PARTS OF THE EXERCISE
1) According to the passage on visitors insurance deductibles, what is the policy premium?
2) Write the next part of the passage on visitors insurance deductibles, picking up after its final sentence.

How to Choose the Right Deductible for Your Visitors Insurance Policy
Before buying visitors insurance, there are a few things you should know about insurance deductibles. The deductible is the amount the policyholder must pay out-of-pocket before the insurance begins to pay for covered benefits. For example, if you choose a $500 deductible and receive a $1,500 medical treatment, the $500 deductible is your liability. Only after you pay the $500 deductible, the insurance company will cover the remaining $1,000.
Deductible Per Incident vs. Deductible Per Policy Period
Depending on the visitors insurance policy you buy, you will either have a per incident or per policy period deductible.
With a per incident deductible, you must pay the deductible once per illness or injury. This means that even if you require multiple services for one incident, you only pay the deductible once. For example, if you get the flu and visit a doctor, who prescribes you medications, you only have to satisfy the deductible once for the insurance company to cover both the doctor visit and the prescribed medications.
Deductible per policy period, or annual deductible, requires that you satisfy the deductible once for the duration your policy is in effect, up to one year. A policy period that exceeds one year requires that you pay the deductible again after the one-year mark. This means that no matter how many incidents happen over the course of your policy period, you only have to satisfy the deductible once.
Deductible and Premium
The deductible you choose affects your policy premium. The policy premium is what you pay to purchase a plan. If you select a high deductible, your premium may be very low. If you select a low deductible, your premium will be more expensive. Some buyers may be inclined to go with a high deductible to lower their policy cost, but this may not be the best idea as a high deductible means you may pay much more if you end up having to use your insurance.

DATA FOR ANALYSIS

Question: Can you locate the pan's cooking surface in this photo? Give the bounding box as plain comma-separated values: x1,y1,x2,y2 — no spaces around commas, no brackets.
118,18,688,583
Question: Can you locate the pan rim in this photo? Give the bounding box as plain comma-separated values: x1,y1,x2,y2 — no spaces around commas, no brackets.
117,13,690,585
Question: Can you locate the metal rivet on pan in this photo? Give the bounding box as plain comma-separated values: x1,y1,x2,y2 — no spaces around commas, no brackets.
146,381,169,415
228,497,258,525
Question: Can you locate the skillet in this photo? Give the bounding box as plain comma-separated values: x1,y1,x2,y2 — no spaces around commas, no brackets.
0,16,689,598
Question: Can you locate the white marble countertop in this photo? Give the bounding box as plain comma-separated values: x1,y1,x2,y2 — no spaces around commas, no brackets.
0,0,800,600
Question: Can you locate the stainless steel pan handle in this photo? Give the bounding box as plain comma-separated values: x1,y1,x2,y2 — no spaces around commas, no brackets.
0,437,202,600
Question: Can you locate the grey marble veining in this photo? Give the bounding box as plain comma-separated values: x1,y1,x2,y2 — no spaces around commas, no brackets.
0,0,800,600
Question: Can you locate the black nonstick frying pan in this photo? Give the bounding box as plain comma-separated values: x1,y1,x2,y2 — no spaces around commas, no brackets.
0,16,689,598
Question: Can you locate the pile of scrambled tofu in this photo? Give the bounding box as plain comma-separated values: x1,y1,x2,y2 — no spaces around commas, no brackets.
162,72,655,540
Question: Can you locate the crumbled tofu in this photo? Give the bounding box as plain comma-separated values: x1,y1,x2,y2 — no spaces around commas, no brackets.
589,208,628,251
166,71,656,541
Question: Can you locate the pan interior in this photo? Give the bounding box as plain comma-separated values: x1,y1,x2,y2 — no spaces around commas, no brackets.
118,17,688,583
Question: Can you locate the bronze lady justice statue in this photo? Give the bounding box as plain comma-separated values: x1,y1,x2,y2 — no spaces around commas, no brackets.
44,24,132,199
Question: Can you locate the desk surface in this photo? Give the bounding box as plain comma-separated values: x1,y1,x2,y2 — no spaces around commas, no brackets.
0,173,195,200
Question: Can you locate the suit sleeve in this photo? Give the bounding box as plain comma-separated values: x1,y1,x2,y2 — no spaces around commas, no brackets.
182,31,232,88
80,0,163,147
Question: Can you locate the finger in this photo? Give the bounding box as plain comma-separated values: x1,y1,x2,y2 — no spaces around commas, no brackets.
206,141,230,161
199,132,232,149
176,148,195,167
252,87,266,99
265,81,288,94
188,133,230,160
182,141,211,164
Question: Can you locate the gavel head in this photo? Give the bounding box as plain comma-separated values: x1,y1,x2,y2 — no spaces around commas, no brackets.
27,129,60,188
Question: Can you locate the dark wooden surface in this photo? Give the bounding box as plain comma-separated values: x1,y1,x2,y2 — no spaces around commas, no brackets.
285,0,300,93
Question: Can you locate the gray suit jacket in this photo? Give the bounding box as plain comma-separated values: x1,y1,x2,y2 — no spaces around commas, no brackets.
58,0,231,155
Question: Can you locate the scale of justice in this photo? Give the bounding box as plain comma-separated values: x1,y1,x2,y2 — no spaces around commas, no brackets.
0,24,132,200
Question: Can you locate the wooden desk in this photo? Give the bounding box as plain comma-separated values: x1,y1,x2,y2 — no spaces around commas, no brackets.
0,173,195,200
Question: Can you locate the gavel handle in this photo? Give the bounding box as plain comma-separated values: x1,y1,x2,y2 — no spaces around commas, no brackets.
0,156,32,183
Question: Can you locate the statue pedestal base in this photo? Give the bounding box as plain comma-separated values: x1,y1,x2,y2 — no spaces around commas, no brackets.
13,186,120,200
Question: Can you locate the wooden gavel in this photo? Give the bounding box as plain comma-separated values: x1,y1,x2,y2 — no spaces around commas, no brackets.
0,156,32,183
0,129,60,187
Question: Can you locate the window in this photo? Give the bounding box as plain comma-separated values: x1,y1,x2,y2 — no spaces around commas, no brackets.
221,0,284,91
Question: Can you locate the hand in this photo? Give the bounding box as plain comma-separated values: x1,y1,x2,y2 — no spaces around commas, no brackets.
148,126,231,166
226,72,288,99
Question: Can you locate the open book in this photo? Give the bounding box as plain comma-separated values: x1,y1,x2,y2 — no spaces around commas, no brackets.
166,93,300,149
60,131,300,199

ANSWERS FOR THIS EXERCISE
1) The policy premium is what you pay to purchase a plan.

2)
For example, with a $500 deductible, the premium may be $400 for one month. If that deductible is reduced to $250, the premium increases to $455. It is recommended to choose the lower deductible; the $55 difference in premium cost is not as significant as the $250 savings in the case that you need to use the plan benefits.
Which Deductible Should I Choose?
You should choose a deductible that you are comfortable with, but remember that choosing a higher deductible to lower your premium will have you paying more when you need to use your policy benefits because deductible is one of the factors that affect the cost of visitors insurance. When purchasing visitors insurance, most buyers select a deductible between $250 and $500 for comprehensive insurance plans and a $50 deductible for limited insurance plans.
It is advised not to select a $0 deductible. The premium will be very high, and you may not even end up using the insurance.
Remember, the deductible only applies if you use your insurance. If you never need to use your visitors insurance policy, you will not need to satisfy the deductible. Only when you require treatment will it be necessary to satisfy the deductible.